How defects in a signaling protein sabotage the immune system in multiple, seemingly contradictory ways

The antibody response to immune threats is managed by cells known as B lymphocytes. The differentiation and function of B cells are tightly regulated to ensure a prompt response to confirmed dangers, such as viruses or bacteria, and also to prevent the emergence of harmful autoimmune responses that can damage healthy tissues in the body.

Many B cells express a protein called TACI on their surface, but its specific function has remained ambiguous. "Human patients with TACI mutations manifest two seemingly opposing conditions—immunodeficiency as well as autoimmunity," says Kong-Peng Lam, a researcher at the A*STAR Bioprocessing Technology Institute. By exploring the roots of these contradictory effects, Lam and his team have provided an explanation.

Much of the antibody response is marshaled at sites known as germinal centers (GCs), where so-called 'follicular helper T (T_fh) cells' essentially 'train' GC B cells to respond to infectious threats. Lam and co-workers examined mice that lack TACI, and found that these mice generated considerably greater numbers of both T_fh and GC B cells. A pathway driven by a signaling protein called BAFF plays a major role in driving GC B cell proliferation; the researchers determined that this pathway is hyperactive in TACI-deficient mice, and proposed a model wherein TACI normally sequesters excess BAFF to limit cellular expansion of GCs.

- _DATA SHOWN_
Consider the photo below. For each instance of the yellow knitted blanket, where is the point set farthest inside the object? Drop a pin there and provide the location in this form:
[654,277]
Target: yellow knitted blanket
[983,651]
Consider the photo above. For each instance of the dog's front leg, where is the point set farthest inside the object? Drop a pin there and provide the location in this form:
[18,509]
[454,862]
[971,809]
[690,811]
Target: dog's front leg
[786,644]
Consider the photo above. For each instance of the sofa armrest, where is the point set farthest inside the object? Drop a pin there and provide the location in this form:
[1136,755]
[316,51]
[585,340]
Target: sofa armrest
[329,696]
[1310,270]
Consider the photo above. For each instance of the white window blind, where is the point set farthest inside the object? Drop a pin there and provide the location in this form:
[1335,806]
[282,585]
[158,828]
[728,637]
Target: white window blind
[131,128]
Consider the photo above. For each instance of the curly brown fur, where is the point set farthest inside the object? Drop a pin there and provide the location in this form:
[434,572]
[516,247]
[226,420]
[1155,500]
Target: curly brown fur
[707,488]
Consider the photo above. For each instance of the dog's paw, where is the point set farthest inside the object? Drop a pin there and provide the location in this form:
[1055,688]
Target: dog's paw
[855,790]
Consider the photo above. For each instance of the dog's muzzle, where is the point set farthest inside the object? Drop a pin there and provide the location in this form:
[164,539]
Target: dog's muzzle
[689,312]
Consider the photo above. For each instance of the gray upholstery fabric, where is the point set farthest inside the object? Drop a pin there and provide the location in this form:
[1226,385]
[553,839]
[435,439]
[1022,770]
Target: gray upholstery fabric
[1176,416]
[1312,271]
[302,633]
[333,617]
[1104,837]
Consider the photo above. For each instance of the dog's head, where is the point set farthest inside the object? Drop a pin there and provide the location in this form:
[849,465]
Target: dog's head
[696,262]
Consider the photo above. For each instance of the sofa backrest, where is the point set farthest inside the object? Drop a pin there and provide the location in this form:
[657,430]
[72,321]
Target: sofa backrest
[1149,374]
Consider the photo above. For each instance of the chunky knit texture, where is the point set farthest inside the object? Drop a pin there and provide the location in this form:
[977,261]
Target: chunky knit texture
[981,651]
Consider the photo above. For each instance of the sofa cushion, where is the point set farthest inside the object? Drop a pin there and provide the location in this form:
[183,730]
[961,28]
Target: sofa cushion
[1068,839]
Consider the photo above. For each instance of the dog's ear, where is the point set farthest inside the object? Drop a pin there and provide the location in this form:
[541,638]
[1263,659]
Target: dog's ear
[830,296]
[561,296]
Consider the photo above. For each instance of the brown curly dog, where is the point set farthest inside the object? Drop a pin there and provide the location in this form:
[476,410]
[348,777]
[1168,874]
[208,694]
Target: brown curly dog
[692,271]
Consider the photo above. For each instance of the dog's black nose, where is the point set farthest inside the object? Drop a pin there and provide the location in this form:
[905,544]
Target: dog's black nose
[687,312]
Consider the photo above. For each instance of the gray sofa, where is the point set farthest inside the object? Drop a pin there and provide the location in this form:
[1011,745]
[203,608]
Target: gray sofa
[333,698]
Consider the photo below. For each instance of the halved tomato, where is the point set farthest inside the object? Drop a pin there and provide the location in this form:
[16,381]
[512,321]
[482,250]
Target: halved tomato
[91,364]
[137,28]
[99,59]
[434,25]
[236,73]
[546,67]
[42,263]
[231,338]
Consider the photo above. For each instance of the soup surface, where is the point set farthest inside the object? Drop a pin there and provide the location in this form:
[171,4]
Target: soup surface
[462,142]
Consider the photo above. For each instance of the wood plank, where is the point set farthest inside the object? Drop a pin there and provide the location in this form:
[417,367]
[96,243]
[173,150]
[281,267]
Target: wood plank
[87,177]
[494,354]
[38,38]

- _WORK ITEM 1_
According to the TACI article, why are the differentiation and function of B cells tightly regulated? Answer in one to three sentences.
- _WORK ITEM 2_
Proceed with the TACI article, starting after its final sentence.
The listing has no connection to the TACI article.

- _TASK OUTPUT 1_
They are tightly regulated so that the body responds promptly to confirmed dangers such as viruses or bacteria. The regulation also prevents harmful autoimmune responses that can damage healthy tissues.

- _TASK OUTPUT 2_
In spite of the increased GC B cells, TACI-deficient mice generally failed to mount an efficient antibody response against an immune challenge. Upon closer examination, Lam and co-workers found that these animals had fewer plasma cells (see image), the class of B lymphocytes that secretes antibodies, and determined that TACI acts as a 'survival factor' that enables these cells to flourish.

Although these two effects would seem to counteract each other, the researchers' proposed model links these physiological changes with the unusual immune defects observed in human patients. Lam notes that B cell selection in the GC also entails elimination of harmful B cells that recognize host antigens. "Absence of TACI increases the population of GC B cells, and this probably has the follow-on effect of reducing the stringency of the selection process, such that autoimmunity may arise," he says.

Thus, while the drop in the number of plasma cells would result in overall immunodeficiency, the 'quality' of surviving plasma cells would also drop. "The few antibody-secreting cells that manage to survive may be autoreactive," says Lam, "and this explains the two seemingly opposing conditions that are found in TACI-deficient patients."